RAW RECORDS:

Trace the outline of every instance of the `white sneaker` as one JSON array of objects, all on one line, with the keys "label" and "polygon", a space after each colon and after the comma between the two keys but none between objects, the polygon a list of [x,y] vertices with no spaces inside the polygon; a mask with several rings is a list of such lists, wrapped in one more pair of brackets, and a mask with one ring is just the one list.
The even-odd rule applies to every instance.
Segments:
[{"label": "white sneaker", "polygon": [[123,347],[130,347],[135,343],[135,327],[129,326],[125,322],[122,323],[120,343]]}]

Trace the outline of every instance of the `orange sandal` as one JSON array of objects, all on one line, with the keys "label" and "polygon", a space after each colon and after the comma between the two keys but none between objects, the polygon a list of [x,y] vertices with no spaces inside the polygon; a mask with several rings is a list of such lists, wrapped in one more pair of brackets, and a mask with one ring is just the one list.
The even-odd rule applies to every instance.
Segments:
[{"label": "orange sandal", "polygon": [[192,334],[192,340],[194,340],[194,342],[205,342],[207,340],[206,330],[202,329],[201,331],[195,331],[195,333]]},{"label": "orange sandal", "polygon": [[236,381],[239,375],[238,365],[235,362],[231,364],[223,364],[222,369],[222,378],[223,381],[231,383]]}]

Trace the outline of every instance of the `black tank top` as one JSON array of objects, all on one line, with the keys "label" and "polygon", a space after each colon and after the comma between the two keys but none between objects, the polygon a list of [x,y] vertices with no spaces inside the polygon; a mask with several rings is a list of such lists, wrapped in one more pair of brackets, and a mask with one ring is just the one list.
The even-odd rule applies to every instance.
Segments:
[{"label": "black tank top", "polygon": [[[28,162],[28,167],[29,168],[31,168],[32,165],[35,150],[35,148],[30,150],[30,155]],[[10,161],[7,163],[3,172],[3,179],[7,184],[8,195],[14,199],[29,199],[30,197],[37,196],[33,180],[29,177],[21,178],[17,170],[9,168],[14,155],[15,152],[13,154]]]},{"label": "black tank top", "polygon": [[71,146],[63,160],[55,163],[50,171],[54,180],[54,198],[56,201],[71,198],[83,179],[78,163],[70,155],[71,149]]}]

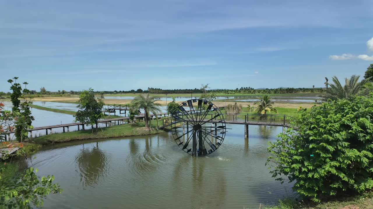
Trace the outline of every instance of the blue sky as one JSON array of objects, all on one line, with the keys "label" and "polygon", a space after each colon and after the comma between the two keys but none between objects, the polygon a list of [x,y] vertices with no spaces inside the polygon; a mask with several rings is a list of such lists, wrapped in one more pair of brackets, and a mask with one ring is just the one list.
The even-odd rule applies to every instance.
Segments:
[{"label": "blue sky", "polygon": [[322,87],[364,74],[372,26],[370,0],[0,0],[0,91]]}]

THE EXERCISE: Write out again every line from the one containing "Trace the outline of every instance of the blue" up to and including the last line of the records, requests included, and give only those lines. Multiply each polygon coordinate in the answers by 1.75 and round it to a whole number, with halves rounded up.

ANSWER TO THIS EXERCISE:
Trace the outline of every instance of the blue sky as one JSON array of objects, all on one line, with the keys "label" and "polygon", a space after each colon and after the comma between the two keys but none between objects, the polygon a list of [x,y] vertices with no spaces inside the polygon; a mask with several rings is a list of such lists, wrapped in one more pair of brackets, and a mask with one ring is just the one list.
The even-odd rule applies to every instance.
Segments:
[{"label": "blue sky", "polygon": [[564,152],[637,130],[651,46],[648,0],[0,0],[0,159]]}]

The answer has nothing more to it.